Task to carry out
Every entry, from first to last, is to be retyped without any alteration.

(Items from a dataset)
——————
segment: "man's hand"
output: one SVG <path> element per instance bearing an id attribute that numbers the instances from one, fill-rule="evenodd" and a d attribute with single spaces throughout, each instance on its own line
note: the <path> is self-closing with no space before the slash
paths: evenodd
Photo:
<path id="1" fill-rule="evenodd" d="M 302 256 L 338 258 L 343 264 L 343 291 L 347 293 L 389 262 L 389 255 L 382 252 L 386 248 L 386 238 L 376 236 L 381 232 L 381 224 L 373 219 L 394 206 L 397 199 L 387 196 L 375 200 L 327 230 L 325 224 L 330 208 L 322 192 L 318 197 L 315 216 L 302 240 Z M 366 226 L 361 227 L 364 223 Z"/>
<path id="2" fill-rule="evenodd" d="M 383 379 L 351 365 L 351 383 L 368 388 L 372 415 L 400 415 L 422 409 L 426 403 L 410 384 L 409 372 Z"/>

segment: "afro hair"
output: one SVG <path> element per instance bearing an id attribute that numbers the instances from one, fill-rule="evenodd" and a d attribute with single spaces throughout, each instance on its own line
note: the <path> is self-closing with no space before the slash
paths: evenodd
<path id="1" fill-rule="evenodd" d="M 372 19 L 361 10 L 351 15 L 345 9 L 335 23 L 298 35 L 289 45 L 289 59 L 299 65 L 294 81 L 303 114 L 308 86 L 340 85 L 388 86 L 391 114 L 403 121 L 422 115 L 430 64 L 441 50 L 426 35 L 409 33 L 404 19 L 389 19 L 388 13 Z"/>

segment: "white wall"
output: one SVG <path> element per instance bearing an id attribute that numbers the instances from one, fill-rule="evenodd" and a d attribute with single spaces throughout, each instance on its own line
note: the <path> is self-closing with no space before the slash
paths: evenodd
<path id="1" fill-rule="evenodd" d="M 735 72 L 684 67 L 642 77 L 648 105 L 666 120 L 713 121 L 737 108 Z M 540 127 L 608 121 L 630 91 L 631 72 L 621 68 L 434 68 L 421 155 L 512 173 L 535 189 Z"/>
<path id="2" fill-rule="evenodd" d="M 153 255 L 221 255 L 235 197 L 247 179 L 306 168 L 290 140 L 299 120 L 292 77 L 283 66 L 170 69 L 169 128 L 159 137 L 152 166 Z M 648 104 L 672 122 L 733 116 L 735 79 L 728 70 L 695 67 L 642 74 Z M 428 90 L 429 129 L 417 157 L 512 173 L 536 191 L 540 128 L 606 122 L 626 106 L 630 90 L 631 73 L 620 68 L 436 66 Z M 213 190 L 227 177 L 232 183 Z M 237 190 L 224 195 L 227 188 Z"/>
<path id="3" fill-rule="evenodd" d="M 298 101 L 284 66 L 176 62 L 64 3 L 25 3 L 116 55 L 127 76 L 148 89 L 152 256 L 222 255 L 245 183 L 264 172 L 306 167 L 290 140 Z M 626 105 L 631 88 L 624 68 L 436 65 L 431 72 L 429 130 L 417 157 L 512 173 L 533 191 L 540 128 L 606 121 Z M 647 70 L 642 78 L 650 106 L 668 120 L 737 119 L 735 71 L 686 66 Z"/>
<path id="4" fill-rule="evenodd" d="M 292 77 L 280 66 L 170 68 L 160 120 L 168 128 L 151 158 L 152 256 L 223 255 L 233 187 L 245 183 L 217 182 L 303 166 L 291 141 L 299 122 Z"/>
——————
Response for this exercise
segment: "man's hand"
output: one SVG <path> element per instance bearing an id attribute that numbers the instances from one, fill-rule="evenodd" and a d attribute with single spaces throughout, each instance on its own line
note: the <path> is self-closing with no space before the slash
paths: evenodd
Photo:
<path id="1" fill-rule="evenodd" d="M 302 256 L 338 258 L 343 264 L 343 291 L 347 293 L 389 262 L 389 255 L 382 252 L 386 248 L 386 238 L 376 236 L 381 232 L 381 224 L 373 219 L 394 206 L 397 199 L 387 196 L 375 200 L 327 230 L 325 224 L 330 208 L 322 192 L 318 197 L 315 216 L 302 240 Z M 366 226 L 361 227 L 364 223 Z"/>
<path id="2" fill-rule="evenodd" d="M 383 379 L 351 365 L 351 383 L 368 388 L 372 415 L 400 415 L 422 409 L 426 403 L 410 384 L 409 372 Z"/>

segment: "afro hair"
output: one SVG <path> element per instance bearing an id attribute that numbers the instances from one, fill-rule="evenodd" and a d attribute with single spaces throughout, each instance on its own line
note: the <path> is self-closing with no space before the slash
paths: evenodd
<path id="1" fill-rule="evenodd" d="M 372 19 L 361 10 L 351 15 L 345 9 L 335 23 L 298 35 L 289 45 L 289 59 L 299 65 L 294 81 L 303 114 L 308 86 L 340 85 L 388 86 L 391 114 L 403 121 L 422 115 L 430 64 L 441 50 L 426 35 L 409 33 L 404 19 L 389 19 L 388 13 Z"/>

segment: "white wall"
output: one SVG <path> element per instance bearing an id attribute that numbers the instances from one, fill-rule="evenodd" and a d attribute with single spaces throughout, each instance on its own line
note: the <path> is self-closing with no space before the slash
paths: evenodd
<path id="1" fill-rule="evenodd" d="M 735 72 L 684 67 L 642 77 L 648 105 L 666 120 L 713 121 L 737 108 Z M 540 127 L 608 121 L 630 91 L 631 72 L 621 68 L 434 68 L 421 155 L 512 173 L 535 189 Z"/>
<path id="2" fill-rule="evenodd" d="M 153 255 L 221 255 L 235 197 L 247 179 L 306 168 L 290 140 L 299 120 L 292 77 L 283 66 L 170 69 L 169 128 L 159 137 L 152 166 Z M 648 104 L 672 122 L 733 116 L 735 79 L 728 70 L 695 67 L 642 74 Z M 428 90 L 429 129 L 417 157 L 512 173 L 536 191 L 540 128 L 606 122 L 626 106 L 630 90 L 631 73 L 620 68 L 436 66 Z M 213 190 L 227 177 L 232 183 Z M 237 190 L 224 195 L 227 188 Z"/>
<path id="3" fill-rule="evenodd" d="M 298 101 L 284 66 L 176 62 L 64 3 L 25 3 L 116 55 L 127 76 L 148 89 L 152 256 L 222 255 L 245 183 L 264 172 L 306 167 L 290 140 Z M 626 105 L 631 88 L 624 68 L 436 65 L 431 72 L 429 130 L 417 157 L 512 173 L 533 191 L 540 128 L 606 121 Z M 647 70 L 642 78 L 650 106 L 668 120 L 737 119 L 735 71 L 686 66 Z"/>
<path id="4" fill-rule="evenodd" d="M 292 77 L 280 66 L 170 68 L 160 120 L 168 128 L 151 158 L 152 256 L 223 255 L 233 187 L 245 183 L 217 182 L 303 166 L 291 141 L 299 122 Z"/>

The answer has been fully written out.